Último poste da série de 27 de fevereiro de 2019 > Guiné 61/74 - P19535: Historiografia da presença portuguesa em África (151): Relatório do Delegado de Saúde da vila de Bissau, o médico de 2.ª classe Damasceno Isaac da Costa, referente a 1884 (4) (Mário Beja Santos)

2 comentários:

Antº Rosinha disse...

1 - Os indígenas, pela sua natural indolência, têm pouca propensão para o trabalho;

2 - As mulheres ocupam-se em pilar o arroz e em outros trabalhos e afazeres domésticos, aos quais se entregam quotidiana e incansavelmente para sustentar os vícios do homem...

3 - O indígena não é ambicioso, contenta-se com o que ganha e não se sujeita ao trabalho enquanto tiver com que alimentar-se”.

O doutor Isaac não esclarece se isto para ele eram qualidades ou defeitos.

O doutor Isaac nunca viu como era o indígena quando "pega tesso", aí mudava um pouco de opinião.

Embora não seja com muita frequência.

Valdemar Silva disse...

Proibir porcos e leitões amarrados junto das casas, por razões higiénicas?
Que ideia estranha.
Por cá, não vai ainda muitos anos, as cortes dos animais eram na parte inferior das habitações.
Faz confusão, por ser em 1888, o que se teria passado naquelas terras durante mais de três séculos.
Afinal eram terras selvagens de infiéis que só serviam para escravos e também
para presídios de condenados a degredo.

▸ Tarefa
Cite, sem alterações, a parte dos comentários sobre o relatório de 1884 que começa com as palavras "Antº Rosinha disse..." e termina com "qualidades ou defeitos.".

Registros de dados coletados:

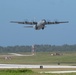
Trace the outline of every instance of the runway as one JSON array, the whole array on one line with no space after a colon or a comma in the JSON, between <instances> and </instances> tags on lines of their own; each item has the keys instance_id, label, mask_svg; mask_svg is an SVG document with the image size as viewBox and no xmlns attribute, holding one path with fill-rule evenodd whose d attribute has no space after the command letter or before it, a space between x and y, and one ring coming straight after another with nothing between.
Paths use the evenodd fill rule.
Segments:
<instances>
[{"instance_id":1,"label":"runway","mask_svg":"<svg viewBox=\"0 0 76 75\"><path fill-rule=\"evenodd\" d=\"M76 66L60 66L60 65L21 65L21 64L0 64L0 68L73 68Z\"/></svg>"},{"instance_id":2,"label":"runway","mask_svg":"<svg viewBox=\"0 0 76 75\"><path fill-rule=\"evenodd\" d=\"M32 69L32 68L40 68L40 66L43 66L43 68L66 68L66 69L75 69L76 66L60 66L60 65L21 65L21 64L0 64L1 69L12 69L12 68L26 68L26 69ZM76 73L76 71L41 71L39 73Z\"/></svg>"}]
</instances>

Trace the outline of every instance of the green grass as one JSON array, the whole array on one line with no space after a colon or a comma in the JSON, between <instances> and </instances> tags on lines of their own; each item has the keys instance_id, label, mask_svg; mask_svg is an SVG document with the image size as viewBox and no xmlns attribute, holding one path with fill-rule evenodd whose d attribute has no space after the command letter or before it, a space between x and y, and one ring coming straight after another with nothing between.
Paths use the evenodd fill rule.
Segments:
<instances>
[{"instance_id":1,"label":"green grass","mask_svg":"<svg viewBox=\"0 0 76 75\"><path fill-rule=\"evenodd\" d=\"M36 53L34 56L11 56L11 60L5 60L8 55L0 55L0 63L6 64L54 64L76 65L76 52L63 53L61 56L51 56L50 53Z\"/></svg>"},{"instance_id":2,"label":"green grass","mask_svg":"<svg viewBox=\"0 0 76 75\"><path fill-rule=\"evenodd\" d=\"M29 69L1 69L0 75L76 75L76 73L45 74L45 73L34 72Z\"/></svg>"}]
</instances>

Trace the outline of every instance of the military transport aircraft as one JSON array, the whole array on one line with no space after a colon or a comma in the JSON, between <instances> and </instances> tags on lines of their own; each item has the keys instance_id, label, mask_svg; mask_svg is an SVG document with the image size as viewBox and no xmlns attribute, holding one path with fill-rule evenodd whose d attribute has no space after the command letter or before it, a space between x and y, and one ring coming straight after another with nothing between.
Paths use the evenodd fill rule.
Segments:
<instances>
[{"instance_id":1,"label":"military transport aircraft","mask_svg":"<svg viewBox=\"0 0 76 75\"><path fill-rule=\"evenodd\" d=\"M11 23L18 23L18 24L29 24L31 26L24 26L26 28L34 28L35 30L40 30L40 29L44 29L47 25L47 24L60 24L60 23L68 23L68 21L46 21L45 19L39 21L39 22L36 22L36 21L11 21Z\"/></svg>"}]
</instances>

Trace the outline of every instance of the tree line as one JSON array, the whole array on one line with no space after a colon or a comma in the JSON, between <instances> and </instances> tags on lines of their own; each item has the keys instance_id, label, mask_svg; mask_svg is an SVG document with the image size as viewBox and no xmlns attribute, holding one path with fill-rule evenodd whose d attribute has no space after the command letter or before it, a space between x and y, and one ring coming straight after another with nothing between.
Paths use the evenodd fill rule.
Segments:
<instances>
[{"instance_id":1,"label":"tree line","mask_svg":"<svg viewBox=\"0 0 76 75\"><path fill-rule=\"evenodd\" d=\"M31 52L32 46L0 46L0 53L12 53L12 52ZM35 45L36 52L54 52L54 51L76 51L76 45Z\"/></svg>"}]
</instances>

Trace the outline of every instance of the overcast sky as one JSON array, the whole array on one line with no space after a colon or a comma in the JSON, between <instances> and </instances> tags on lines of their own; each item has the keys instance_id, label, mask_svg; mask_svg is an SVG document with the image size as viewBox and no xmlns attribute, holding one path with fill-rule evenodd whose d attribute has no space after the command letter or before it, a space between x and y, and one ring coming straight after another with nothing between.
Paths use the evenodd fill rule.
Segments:
<instances>
[{"instance_id":1,"label":"overcast sky","mask_svg":"<svg viewBox=\"0 0 76 75\"><path fill-rule=\"evenodd\" d=\"M69 21L44 30L10 21ZM0 0L0 46L76 44L76 0Z\"/></svg>"}]
</instances>

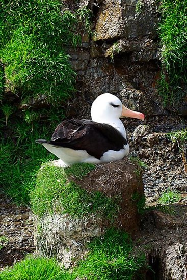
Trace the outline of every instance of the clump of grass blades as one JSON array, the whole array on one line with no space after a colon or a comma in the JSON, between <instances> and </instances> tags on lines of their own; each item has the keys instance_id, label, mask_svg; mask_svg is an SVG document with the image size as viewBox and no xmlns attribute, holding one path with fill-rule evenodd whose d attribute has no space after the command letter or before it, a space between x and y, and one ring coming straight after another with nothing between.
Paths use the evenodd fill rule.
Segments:
<instances>
[{"instance_id":1,"label":"clump of grass blades","mask_svg":"<svg viewBox=\"0 0 187 280\"><path fill-rule=\"evenodd\" d=\"M0 57L14 92L50 103L69 97L75 74L64 47L81 42L77 26L89 29L90 11L65 9L59 0L3 0L0 7Z\"/></svg>"},{"instance_id":2,"label":"clump of grass blades","mask_svg":"<svg viewBox=\"0 0 187 280\"><path fill-rule=\"evenodd\" d=\"M187 0L163 0L159 34L162 46L163 69L158 90L165 105L177 99L180 87L186 82Z\"/></svg>"},{"instance_id":3,"label":"clump of grass blades","mask_svg":"<svg viewBox=\"0 0 187 280\"><path fill-rule=\"evenodd\" d=\"M54 259L28 257L0 273L0 280L68 280L70 274L62 270Z\"/></svg>"},{"instance_id":4,"label":"clump of grass blades","mask_svg":"<svg viewBox=\"0 0 187 280\"><path fill-rule=\"evenodd\" d=\"M48 121L57 125L64 117L57 108L72 94L75 81L65 49L79 43L77 26L85 25L88 31L90 15L84 7L70 11L60 0L1 2L0 126L2 136L5 126L11 128L12 139L0 144L0 181L5 192L19 204L29 203L41 163L54 158L34 141L50 137L55 127ZM3 98L5 87L21 104L44 97L50 108L15 112L16 107Z\"/></svg>"},{"instance_id":5,"label":"clump of grass blades","mask_svg":"<svg viewBox=\"0 0 187 280\"><path fill-rule=\"evenodd\" d=\"M13 125L14 139L0 143L0 181L4 192L18 204L29 202L29 194L35 185L35 174L42 162L54 158L35 140L47 135L50 127L31 126L18 120Z\"/></svg>"},{"instance_id":6,"label":"clump of grass blades","mask_svg":"<svg viewBox=\"0 0 187 280\"><path fill-rule=\"evenodd\" d=\"M159 202L162 205L169 204L178 202L181 198L178 191L168 190L163 192L159 199Z\"/></svg>"},{"instance_id":7,"label":"clump of grass blades","mask_svg":"<svg viewBox=\"0 0 187 280\"><path fill-rule=\"evenodd\" d=\"M31 208L34 213L40 217L54 213L68 213L76 217L89 213L98 213L105 215L112 221L118 210L114 199L107 198L98 191L90 193L74 181L68 180L67 174L71 174L73 169L76 170L75 176L78 174L79 178L90 169L93 167L86 163L70 167L69 172L66 169L50 164L42 166L38 172L36 188L31 193Z\"/></svg>"},{"instance_id":8,"label":"clump of grass blades","mask_svg":"<svg viewBox=\"0 0 187 280\"><path fill-rule=\"evenodd\" d=\"M0 273L0 280L132 280L146 269L145 254L131 253L133 244L126 233L108 230L88 245L89 253L71 271L60 268L54 259L28 256Z\"/></svg>"},{"instance_id":9,"label":"clump of grass blades","mask_svg":"<svg viewBox=\"0 0 187 280\"><path fill-rule=\"evenodd\" d=\"M79 262L73 279L76 276L88 280L131 280L140 278L141 271L145 268L145 255L135 257L130 254L132 243L124 232L110 229L104 236L92 241L89 248L87 258Z\"/></svg>"}]
</instances>

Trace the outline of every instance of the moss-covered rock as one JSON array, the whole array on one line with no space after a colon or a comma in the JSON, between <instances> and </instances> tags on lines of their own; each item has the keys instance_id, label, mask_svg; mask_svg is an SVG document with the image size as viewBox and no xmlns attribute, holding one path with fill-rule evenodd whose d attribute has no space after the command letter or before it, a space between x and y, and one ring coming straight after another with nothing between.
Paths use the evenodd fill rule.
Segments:
<instances>
[{"instance_id":1,"label":"moss-covered rock","mask_svg":"<svg viewBox=\"0 0 187 280\"><path fill-rule=\"evenodd\" d=\"M87 253L86 244L112 226L139 230L144 192L137 165L127 159L64 169L47 164L38 173L31 195L38 252L69 267Z\"/></svg>"}]
</instances>

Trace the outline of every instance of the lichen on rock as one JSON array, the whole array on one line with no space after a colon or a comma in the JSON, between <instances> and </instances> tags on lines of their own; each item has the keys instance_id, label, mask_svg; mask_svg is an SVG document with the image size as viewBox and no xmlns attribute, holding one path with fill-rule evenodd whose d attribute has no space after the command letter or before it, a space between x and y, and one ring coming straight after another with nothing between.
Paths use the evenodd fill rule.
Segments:
<instances>
[{"instance_id":1,"label":"lichen on rock","mask_svg":"<svg viewBox=\"0 0 187 280\"><path fill-rule=\"evenodd\" d=\"M112 226L135 234L144 196L137 168L127 159L94 168L42 167L31 195L38 253L55 256L69 268L86 254L88 242Z\"/></svg>"}]
</instances>

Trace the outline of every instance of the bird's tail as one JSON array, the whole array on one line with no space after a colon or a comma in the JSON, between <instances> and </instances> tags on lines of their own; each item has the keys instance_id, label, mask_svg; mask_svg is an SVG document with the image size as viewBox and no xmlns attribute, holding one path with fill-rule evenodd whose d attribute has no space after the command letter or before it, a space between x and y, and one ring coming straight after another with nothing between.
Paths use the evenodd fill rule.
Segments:
<instances>
[{"instance_id":1,"label":"bird's tail","mask_svg":"<svg viewBox=\"0 0 187 280\"><path fill-rule=\"evenodd\" d=\"M43 144L43 143L47 143L49 144L50 143L50 141L47 141L47 140L43 140L43 139L35 140L35 142L37 143L39 143L40 144Z\"/></svg>"}]
</instances>

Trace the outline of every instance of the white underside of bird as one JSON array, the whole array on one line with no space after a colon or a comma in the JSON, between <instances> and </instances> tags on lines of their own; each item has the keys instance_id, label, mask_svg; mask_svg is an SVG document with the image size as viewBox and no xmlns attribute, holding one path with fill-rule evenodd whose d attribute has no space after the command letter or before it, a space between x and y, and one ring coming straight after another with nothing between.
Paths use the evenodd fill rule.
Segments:
<instances>
[{"instance_id":1,"label":"white underside of bird","mask_svg":"<svg viewBox=\"0 0 187 280\"><path fill-rule=\"evenodd\" d=\"M93 102L91 115L92 120L64 121L56 128L50 141L36 141L59 159L56 165L99 164L119 160L128 155L129 146L120 117L143 120L144 115L129 110L118 97L108 93Z\"/></svg>"}]
</instances>

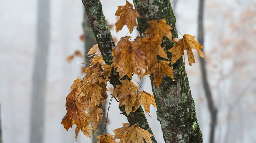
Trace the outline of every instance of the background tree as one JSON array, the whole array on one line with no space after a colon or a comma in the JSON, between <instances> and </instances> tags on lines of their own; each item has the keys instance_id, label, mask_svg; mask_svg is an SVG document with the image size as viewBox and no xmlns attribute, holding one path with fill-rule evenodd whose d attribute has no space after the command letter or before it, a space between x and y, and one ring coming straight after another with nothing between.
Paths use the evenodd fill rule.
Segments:
<instances>
[{"instance_id":1,"label":"background tree","mask_svg":"<svg viewBox=\"0 0 256 143\"><path fill-rule=\"evenodd\" d=\"M164 19L175 26L176 19L169 1L134 1L135 8L141 17L138 19L139 31L141 31L142 33L145 32L146 26L144 25L147 24L147 22L152 19ZM102 26L107 25L105 18L102 18L104 16L100 2L84 0L82 2L103 58L106 64L110 65L113 56L109 51L112 51L115 45L108 26ZM172 30L172 32L173 39L178 38L175 30ZM101 36L99 36L99 34ZM166 38L163 39L162 46L165 47L166 51L174 45ZM171 54L167 53L168 58L170 58ZM175 71L174 75L176 81L174 82L171 78L164 75L162 83L157 88L153 82L153 76L150 75L152 90L158 107L158 119L161 124L164 139L166 142L178 142L182 141L202 142L202 135L182 58L173 65L173 69ZM112 77L110 79L111 83L114 87L120 84L117 78ZM124 107L119 107L119 109L126 115ZM145 127L144 129L152 134L141 106L139 110L131 114L136 125ZM129 116L127 119L131 125L134 124ZM153 142L156 142L153 136L151 139Z\"/></svg>"}]
</instances>

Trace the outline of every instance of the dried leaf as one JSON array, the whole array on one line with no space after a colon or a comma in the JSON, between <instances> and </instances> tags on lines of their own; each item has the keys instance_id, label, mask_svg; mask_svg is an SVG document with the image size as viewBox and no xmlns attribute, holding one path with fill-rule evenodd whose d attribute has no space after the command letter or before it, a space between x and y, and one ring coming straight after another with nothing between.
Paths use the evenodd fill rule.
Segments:
<instances>
[{"instance_id":1,"label":"dried leaf","mask_svg":"<svg viewBox=\"0 0 256 143\"><path fill-rule=\"evenodd\" d=\"M119 143L125 143L126 139L128 129L131 126L129 123L122 123L123 127L112 131L115 133L114 139L120 139Z\"/></svg>"},{"instance_id":2,"label":"dried leaf","mask_svg":"<svg viewBox=\"0 0 256 143\"><path fill-rule=\"evenodd\" d=\"M90 111L86 113L88 118L88 122L92 122L93 130L95 131L94 135L97 132L97 128L100 121L102 121L102 113L103 111L98 107L90 107Z\"/></svg>"},{"instance_id":3,"label":"dried leaf","mask_svg":"<svg viewBox=\"0 0 256 143\"><path fill-rule=\"evenodd\" d=\"M116 15L120 16L120 19L115 24L117 33L121 30L125 25L126 25L130 33L132 33L133 28L137 26L136 18L140 17L137 10L133 9L132 5L127 1L125 6L118 6Z\"/></svg>"},{"instance_id":4,"label":"dried leaf","mask_svg":"<svg viewBox=\"0 0 256 143\"><path fill-rule=\"evenodd\" d=\"M144 137L146 142L151 143L150 137L153 135L149 134L147 131L143 130L139 127L133 125L128 129L128 134L127 138L128 139L128 142L132 143L143 143Z\"/></svg>"},{"instance_id":5,"label":"dried leaf","mask_svg":"<svg viewBox=\"0 0 256 143\"><path fill-rule=\"evenodd\" d=\"M153 73L154 74L154 82L156 85L156 87L157 87L162 82L162 78L163 77L163 73L168 75L173 79L173 72L174 71L171 68L169 67L168 65L170 62L163 60L157 61L152 64L151 68L147 70L143 76Z\"/></svg>"},{"instance_id":6,"label":"dried leaf","mask_svg":"<svg viewBox=\"0 0 256 143\"><path fill-rule=\"evenodd\" d=\"M84 109L88 109L89 104L82 102L78 96L86 96L80 90L74 88L70 91L66 98L67 113L62 119L61 124L67 131L69 128L72 128L72 120L74 120L76 126L80 128L89 124L88 118Z\"/></svg>"},{"instance_id":7,"label":"dried leaf","mask_svg":"<svg viewBox=\"0 0 256 143\"><path fill-rule=\"evenodd\" d=\"M103 134L102 136L101 136L102 135L100 135L96 137L99 139L99 141L97 143L117 143L117 142L113 138L113 136L114 135L107 133L106 135L105 134Z\"/></svg>"},{"instance_id":8,"label":"dried leaf","mask_svg":"<svg viewBox=\"0 0 256 143\"><path fill-rule=\"evenodd\" d=\"M146 53L146 58L149 68L152 67L152 64L157 61L157 55L168 59L167 54L164 52L163 48L161 47L162 41L159 36L150 38L145 37L142 39L141 48Z\"/></svg>"},{"instance_id":9,"label":"dried leaf","mask_svg":"<svg viewBox=\"0 0 256 143\"><path fill-rule=\"evenodd\" d=\"M146 91L141 91L138 93L137 95L137 99L134 103L134 106L135 107L133 110L133 112L135 112L140 105L142 104L145 112L149 115L151 104L156 108L157 107L154 96ZM149 115L149 116L150 116L150 115ZM151 117L151 116L150 117Z\"/></svg>"},{"instance_id":10,"label":"dried leaf","mask_svg":"<svg viewBox=\"0 0 256 143\"><path fill-rule=\"evenodd\" d=\"M201 48L203 47L200 45L198 42L195 40L196 36L193 36L188 34L184 35L182 38L176 38L172 42L176 42L177 43L174 47L168 50L172 52L171 65L175 63L182 56L184 55L184 51L187 50L188 58L188 64L191 66L193 63L195 62L194 55L192 49L194 49L198 51L199 55L205 58L203 53L201 50Z\"/></svg>"},{"instance_id":11,"label":"dried leaf","mask_svg":"<svg viewBox=\"0 0 256 143\"><path fill-rule=\"evenodd\" d=\"M164 19L160 19L159 21L151 20L148 23L150 26L148 27L145 33L147 33L147 37L151 37L159 36L161 39L164 36L172 40L172 32L171 29L172 28L166 24L166 21Z\"/></svg>"}]
</instances>

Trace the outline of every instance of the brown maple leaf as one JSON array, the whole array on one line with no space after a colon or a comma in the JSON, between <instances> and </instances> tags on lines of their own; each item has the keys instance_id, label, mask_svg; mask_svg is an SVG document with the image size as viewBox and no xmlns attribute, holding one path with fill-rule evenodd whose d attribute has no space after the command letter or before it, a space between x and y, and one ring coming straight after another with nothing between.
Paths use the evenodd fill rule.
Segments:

▸ Exercício resolvido
Antº Rosinha disse...

1 - Os indígenas, pela sua natural indolência, têm pouca propensão para o trabalho;

2 - As mulheres ocupam-se em pilar o arroz e em outros trabalhos e afazeres domésticos, aos quais se entregam quotidiana e incansavelmente para sustentar os vícios do homem...

3 - O indígena não é ambicioso, contenta-se com o que ganha e não se sujeita ao trabalho enquanto tiver com que alimentar-se”.

O doutor Isaac não esclarece se isto para ele eram qualidades ou defeitos.